● **Passage provided**
Verse 15: "Before he had finished praying, Rebekah came out with her jar on her shoulder. She was the daughter of Bethuel son of Milkah, who was the wife of Abraham's brother Nahor. The woman was very beautiful, a virgin; no man had ever slept with her." Pursue purity. You can do this with no prospect in mind. You can pursue personal purity. You can withstand from the content you put before your eyes. Abstain from any sexual content. You can pursue personal purity.

I don't think we have any idea what a big deal purity is to God. We're so far from his values when it comes to this. I don't know if we know each other. You may be a guest here for the first time, so you may not know my story. I was a sex addict and a porn addict for a long time and have found freedom through my relationship with Jesus Christ in the context of community within the church.

I'm very passionate about this, because I've experienced the heartbreak, the heartache, the pain, and the devastation that sex outside of marriage and pornography and masturbation causes in the context of marriage. Not only have I personally, but then I've counseled hundreds and hundreds of couples in a very same and similar situation. I just have one message for you. It's the world is lying to you. You are being duped. You are being defrauded.

● **Exercise brief**
Write out the passage of the sermon excerpt on purity word for word, everything from "I'm very passionate" down to "are being defrauded.".

● **Data extract**
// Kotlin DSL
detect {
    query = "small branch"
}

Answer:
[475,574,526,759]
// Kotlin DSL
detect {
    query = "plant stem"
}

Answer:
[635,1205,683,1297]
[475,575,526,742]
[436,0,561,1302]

● **Exercise solution**
I'm very passionate about this, because I've experienced the heartbreak, the heartache, the pain, and the devastation that sex outside of marriage and pornography and masturbation causes in the context of marriage. Not only have I personally, but then I've counseled hundreds and hundreds of couples in a very same and similar situation. I just have one message for you. It's the world is lying to you. You are being duped. You are being defrauded.